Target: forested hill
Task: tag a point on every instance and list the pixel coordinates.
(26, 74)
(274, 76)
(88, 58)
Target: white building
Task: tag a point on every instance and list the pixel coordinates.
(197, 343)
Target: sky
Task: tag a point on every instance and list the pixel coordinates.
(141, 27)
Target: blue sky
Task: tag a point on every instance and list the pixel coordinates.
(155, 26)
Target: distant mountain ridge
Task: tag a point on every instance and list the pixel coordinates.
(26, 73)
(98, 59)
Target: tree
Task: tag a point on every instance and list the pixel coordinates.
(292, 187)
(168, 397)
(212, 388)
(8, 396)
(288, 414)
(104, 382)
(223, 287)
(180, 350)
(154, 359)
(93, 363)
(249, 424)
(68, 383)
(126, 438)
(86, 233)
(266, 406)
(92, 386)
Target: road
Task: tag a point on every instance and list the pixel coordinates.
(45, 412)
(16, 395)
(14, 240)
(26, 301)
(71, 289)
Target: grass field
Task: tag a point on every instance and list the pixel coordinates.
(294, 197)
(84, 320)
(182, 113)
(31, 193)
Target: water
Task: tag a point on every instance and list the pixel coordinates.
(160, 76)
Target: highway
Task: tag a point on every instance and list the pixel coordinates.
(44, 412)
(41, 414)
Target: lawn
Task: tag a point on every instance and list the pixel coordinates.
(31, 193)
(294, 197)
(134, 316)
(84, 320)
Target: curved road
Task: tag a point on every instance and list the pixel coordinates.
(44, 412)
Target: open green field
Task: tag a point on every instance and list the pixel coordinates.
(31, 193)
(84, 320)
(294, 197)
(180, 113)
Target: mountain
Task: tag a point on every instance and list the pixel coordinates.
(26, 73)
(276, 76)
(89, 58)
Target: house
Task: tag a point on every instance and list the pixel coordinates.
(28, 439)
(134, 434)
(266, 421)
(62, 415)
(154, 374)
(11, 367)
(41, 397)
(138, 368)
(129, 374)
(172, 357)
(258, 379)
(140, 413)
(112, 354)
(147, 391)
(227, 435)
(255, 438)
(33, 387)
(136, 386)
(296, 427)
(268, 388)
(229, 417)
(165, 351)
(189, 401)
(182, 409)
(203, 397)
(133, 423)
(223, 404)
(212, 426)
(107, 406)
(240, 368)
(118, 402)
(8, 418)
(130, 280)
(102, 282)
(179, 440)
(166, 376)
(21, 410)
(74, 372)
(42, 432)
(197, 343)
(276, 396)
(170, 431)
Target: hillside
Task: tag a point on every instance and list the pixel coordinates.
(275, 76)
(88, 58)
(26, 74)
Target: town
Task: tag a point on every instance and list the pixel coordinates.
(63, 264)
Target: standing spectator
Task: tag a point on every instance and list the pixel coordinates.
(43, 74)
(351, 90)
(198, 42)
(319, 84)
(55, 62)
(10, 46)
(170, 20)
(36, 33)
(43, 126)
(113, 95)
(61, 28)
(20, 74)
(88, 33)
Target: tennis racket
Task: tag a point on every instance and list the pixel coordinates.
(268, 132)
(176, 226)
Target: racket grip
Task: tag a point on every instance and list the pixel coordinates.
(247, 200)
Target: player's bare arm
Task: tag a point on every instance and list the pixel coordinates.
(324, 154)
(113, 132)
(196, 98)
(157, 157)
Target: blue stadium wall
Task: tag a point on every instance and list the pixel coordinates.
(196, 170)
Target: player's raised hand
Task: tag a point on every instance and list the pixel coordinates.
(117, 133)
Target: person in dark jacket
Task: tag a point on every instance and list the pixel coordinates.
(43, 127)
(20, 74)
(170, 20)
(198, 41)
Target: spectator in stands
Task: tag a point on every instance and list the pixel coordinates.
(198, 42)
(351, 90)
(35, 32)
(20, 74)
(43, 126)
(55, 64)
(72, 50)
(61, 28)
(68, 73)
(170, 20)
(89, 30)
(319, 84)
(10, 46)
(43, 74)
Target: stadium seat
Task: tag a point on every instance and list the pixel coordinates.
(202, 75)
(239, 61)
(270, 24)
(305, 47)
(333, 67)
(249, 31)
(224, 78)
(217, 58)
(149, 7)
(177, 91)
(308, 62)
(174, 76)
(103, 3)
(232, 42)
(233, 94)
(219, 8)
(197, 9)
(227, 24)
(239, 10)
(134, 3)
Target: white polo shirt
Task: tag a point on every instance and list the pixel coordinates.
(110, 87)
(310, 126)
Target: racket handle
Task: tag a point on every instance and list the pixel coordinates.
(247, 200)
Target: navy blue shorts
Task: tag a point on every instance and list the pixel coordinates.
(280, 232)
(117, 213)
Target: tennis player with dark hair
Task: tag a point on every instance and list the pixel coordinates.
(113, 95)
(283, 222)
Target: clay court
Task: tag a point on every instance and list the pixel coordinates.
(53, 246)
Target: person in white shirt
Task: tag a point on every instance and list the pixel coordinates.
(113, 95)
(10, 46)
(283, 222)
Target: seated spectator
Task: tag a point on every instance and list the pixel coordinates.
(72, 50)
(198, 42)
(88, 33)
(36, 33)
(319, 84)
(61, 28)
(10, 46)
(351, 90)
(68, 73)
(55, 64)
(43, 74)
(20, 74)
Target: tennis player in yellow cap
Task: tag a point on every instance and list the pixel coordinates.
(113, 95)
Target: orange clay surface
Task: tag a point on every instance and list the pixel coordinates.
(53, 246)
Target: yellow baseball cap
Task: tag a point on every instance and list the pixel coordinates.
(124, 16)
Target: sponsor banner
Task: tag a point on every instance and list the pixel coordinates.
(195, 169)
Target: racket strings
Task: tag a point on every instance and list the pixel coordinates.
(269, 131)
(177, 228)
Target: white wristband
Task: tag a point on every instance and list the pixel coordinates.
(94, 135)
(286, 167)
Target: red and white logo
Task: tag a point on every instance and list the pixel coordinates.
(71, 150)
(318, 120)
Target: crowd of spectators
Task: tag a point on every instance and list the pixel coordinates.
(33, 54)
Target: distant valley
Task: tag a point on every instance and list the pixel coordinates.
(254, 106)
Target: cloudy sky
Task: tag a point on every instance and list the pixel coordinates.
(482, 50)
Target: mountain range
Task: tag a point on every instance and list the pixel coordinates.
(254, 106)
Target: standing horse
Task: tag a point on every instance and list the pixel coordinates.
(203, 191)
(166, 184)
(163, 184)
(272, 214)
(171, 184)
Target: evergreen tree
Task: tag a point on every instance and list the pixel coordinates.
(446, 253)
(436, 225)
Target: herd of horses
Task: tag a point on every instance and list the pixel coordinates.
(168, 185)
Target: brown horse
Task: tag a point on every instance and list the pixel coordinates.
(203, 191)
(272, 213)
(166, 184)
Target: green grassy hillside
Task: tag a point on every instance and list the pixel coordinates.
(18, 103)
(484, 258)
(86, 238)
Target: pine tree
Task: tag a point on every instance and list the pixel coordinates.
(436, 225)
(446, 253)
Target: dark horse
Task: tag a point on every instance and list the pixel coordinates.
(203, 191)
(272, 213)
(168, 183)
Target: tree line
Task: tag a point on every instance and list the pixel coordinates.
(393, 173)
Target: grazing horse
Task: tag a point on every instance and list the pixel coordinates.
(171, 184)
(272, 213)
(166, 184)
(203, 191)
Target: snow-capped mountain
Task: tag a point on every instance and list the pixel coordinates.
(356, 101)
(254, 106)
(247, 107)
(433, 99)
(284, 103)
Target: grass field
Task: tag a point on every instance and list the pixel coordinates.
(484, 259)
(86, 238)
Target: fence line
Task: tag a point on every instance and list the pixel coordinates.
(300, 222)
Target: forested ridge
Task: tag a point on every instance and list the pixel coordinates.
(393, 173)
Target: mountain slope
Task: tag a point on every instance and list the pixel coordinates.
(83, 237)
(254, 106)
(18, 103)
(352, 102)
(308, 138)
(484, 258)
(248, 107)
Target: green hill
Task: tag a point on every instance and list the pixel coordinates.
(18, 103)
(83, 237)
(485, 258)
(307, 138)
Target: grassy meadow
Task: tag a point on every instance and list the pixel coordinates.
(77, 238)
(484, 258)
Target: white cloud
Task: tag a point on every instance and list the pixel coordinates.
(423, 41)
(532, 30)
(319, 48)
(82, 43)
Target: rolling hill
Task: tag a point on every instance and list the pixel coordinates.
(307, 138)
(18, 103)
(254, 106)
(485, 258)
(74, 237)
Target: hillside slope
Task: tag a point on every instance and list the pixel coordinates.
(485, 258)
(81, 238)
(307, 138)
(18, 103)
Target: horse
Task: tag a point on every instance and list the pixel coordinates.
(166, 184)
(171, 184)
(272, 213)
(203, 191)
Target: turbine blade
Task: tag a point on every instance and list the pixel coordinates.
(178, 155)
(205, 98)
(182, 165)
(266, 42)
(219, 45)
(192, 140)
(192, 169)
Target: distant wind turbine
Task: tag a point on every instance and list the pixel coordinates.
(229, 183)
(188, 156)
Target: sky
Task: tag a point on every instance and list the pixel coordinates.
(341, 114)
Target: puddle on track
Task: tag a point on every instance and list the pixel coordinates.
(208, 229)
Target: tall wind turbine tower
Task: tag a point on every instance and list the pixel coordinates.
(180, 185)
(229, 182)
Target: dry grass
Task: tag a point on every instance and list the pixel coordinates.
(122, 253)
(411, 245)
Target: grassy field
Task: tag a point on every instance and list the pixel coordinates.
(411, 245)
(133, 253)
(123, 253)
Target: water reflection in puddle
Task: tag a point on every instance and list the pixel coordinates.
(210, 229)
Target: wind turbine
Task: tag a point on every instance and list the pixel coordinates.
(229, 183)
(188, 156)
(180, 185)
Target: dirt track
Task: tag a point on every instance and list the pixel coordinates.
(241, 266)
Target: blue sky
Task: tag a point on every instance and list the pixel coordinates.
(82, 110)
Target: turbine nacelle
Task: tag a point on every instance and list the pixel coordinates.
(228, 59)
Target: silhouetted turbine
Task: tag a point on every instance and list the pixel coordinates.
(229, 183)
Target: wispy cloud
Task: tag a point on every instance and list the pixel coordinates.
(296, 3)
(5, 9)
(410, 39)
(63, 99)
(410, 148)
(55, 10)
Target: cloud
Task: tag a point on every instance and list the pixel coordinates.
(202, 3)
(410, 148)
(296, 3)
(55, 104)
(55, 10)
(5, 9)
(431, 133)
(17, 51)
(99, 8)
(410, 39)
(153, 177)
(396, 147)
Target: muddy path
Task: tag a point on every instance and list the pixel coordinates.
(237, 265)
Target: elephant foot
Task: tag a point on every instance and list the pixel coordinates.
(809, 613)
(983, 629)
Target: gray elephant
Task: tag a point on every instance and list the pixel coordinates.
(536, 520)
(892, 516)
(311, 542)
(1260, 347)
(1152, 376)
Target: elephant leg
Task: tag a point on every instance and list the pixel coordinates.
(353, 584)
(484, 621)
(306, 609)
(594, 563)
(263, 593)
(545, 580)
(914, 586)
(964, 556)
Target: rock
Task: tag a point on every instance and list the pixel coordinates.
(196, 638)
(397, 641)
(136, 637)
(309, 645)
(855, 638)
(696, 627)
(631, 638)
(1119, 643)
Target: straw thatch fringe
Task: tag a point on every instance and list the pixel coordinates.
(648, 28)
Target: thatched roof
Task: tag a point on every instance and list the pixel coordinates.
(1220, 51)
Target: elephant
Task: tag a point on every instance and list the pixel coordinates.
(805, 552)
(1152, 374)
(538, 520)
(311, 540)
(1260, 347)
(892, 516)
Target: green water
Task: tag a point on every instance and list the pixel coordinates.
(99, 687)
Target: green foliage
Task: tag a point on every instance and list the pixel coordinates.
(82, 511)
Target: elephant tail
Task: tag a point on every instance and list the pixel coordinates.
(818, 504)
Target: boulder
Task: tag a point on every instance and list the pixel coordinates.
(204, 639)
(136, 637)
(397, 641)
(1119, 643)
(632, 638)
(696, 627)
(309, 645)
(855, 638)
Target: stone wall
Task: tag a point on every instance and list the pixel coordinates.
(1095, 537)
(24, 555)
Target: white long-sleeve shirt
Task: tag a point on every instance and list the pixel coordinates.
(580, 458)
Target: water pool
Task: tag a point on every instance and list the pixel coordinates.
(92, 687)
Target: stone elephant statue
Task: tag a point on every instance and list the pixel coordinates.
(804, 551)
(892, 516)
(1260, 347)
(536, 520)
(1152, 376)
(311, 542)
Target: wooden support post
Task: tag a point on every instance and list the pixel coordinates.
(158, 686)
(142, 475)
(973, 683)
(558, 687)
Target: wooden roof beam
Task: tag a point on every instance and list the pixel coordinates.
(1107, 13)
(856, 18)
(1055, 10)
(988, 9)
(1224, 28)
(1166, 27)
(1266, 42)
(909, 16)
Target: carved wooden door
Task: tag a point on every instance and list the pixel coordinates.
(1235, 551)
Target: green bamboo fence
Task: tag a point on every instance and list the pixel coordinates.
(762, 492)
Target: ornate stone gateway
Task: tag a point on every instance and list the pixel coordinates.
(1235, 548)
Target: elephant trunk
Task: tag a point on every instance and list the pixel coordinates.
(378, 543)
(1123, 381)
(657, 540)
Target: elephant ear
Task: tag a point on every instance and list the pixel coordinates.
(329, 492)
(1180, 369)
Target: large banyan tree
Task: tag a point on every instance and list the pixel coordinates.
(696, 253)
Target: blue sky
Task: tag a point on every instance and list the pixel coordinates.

-.-.-

## Task details
Everything from the line containing "Target: boulder" to the end of the data above should be quoted exactly, please, both ends included, and nothing outside that span.

## Exercise output
Target: boulder
Task: tag a point on every instance and list the pixel coordinates.
(204, 639)
(136, 637)
(397, 641)
(1119, 643)
(632, 638)
(696, 627)
(309, 645)
(855, 638)
Target: stone wall
Task: tag a point on every instance and list the pixel coordinates.
(1095, 537)
(24, 555)
Target: white long-sleeve shirt
Task: tag a point on every instance and list the pixel coordinates.
(580, 458)
Target: water pool
Task: tag a point on every instance and list the pixel coordinates.
(92, 687)
Target: stone elephant statue
Task: tag a point on every instance and list the pixel coordinates.
(804, 551)
(892, 516)
(1260, 347)
(536, 520)
(1152, 376)
(311, 542)
Target: wooden support post
Task: tag a point on every instance and list the pixel coordinates.
(158, 686)
(142, 475)
(973, 683)
(558, 687)
Target: wooden roof beam
Task: tag a point on every instance and list the pixel coordinates.
(1107, 13)
(856, 18)
(1055, 10)
(988, 9)
(1224, 28)
(1166, 27)
(1266, 42)
(909, 16)
Target: carved wooden door
Task: tag a point on every instance and list the pixel coordinates.
(1235, 551)
Target: green bamboo fence
Task: tag a point on every instance and list the pixel coordinates.
(762, 492)
Target: ornate stone gateway
Task: tag a point on every instance and list the pixel coordinates.
(1235, 548)
Target: elephant trunk
Task: tag a point on every instance and list the pixel coordinates.
(378, 543)
(1123, 381)
(657, 540)
Target: elephant ear
Task: tag a point on every instance and list the pixel coordinates.
(329, 492)
(1180, 369)
Target: large banyan tree
Task: tag a point on every instance and list the pixel coordinates.
(696, 253)
Target: blue sky
Task: tag a point on every instance and list the pixel coordinates.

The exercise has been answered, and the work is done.